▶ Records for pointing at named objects
* begin *

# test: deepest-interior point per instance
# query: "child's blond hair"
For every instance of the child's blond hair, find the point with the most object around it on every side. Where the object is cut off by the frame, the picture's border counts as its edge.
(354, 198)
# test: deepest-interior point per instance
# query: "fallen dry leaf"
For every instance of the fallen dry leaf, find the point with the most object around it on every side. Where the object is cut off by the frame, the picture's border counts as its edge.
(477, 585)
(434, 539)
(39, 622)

* end *
* begin *

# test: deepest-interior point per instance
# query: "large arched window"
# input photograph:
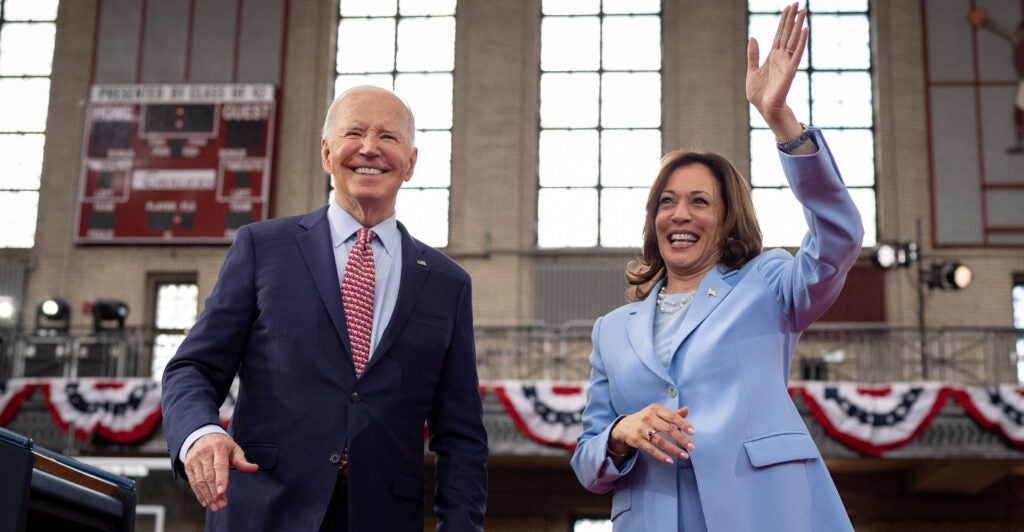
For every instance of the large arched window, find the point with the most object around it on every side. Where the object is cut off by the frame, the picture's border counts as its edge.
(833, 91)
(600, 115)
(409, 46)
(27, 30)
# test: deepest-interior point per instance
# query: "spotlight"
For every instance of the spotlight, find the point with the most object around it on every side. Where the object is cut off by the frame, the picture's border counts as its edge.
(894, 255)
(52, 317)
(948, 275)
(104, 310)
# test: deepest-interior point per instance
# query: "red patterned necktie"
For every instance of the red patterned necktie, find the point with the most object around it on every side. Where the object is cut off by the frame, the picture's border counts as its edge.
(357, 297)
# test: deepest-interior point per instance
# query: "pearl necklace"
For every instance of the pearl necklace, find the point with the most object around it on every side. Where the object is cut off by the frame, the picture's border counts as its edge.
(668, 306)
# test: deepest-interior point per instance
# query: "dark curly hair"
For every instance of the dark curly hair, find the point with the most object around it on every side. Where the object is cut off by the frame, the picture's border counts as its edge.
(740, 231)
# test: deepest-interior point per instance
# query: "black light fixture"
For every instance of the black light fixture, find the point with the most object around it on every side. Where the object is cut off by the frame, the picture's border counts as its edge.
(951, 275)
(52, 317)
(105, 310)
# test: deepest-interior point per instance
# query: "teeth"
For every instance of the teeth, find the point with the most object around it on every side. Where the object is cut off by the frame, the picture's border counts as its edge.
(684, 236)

* end *

▶ The exercise
Report each line in the items above that contains the string "patterned", copying the whole line. Letter case matters.

▶ Solved exercise
# query: "red patterned necktie"
For every instance of the red patterned necktie, find the point with the most object around it on every side. Where the object is cut off by the frame, the picture's border counts as its edge.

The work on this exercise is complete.